- [Box annotations for photos]:
-*-*-
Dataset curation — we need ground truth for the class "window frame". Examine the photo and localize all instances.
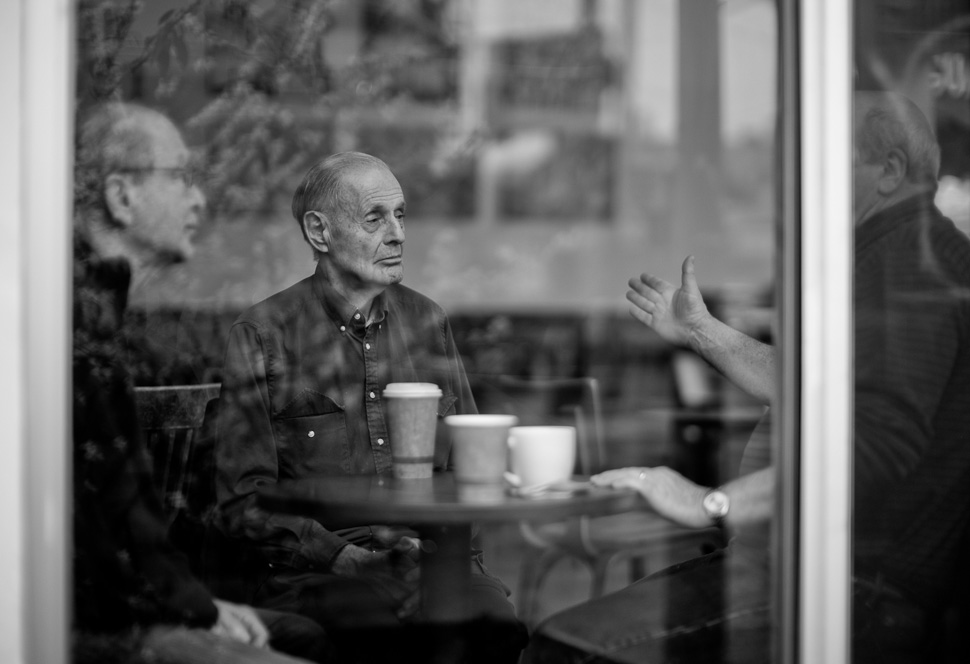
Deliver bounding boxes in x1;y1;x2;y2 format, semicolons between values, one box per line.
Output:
9;0;852;664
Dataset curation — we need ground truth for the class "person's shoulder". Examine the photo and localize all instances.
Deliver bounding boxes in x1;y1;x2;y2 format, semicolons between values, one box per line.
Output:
385;284;445;317
236;275;313;327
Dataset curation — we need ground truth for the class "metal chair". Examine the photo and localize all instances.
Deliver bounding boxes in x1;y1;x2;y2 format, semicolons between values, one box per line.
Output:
135;383;220;526
480;376;722;627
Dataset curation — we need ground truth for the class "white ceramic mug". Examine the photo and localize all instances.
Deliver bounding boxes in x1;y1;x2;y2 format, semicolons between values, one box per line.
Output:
509;426;576;487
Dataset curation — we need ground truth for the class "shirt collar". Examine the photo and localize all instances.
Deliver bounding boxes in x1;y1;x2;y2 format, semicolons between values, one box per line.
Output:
855;194;934;252
313;264;387;329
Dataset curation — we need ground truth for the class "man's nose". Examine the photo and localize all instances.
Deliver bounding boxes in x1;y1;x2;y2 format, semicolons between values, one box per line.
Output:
384;217;404;244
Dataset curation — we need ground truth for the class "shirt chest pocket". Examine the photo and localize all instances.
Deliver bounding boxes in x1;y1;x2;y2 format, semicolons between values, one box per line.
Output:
273;395;352;479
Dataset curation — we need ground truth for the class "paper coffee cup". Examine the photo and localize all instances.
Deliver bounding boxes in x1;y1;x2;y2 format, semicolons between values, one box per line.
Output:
-*-*-
- [Description of the task]:
How many lines of the listing above contain the string "curation"? Case counts, so give only the number.

- [Final result]:
8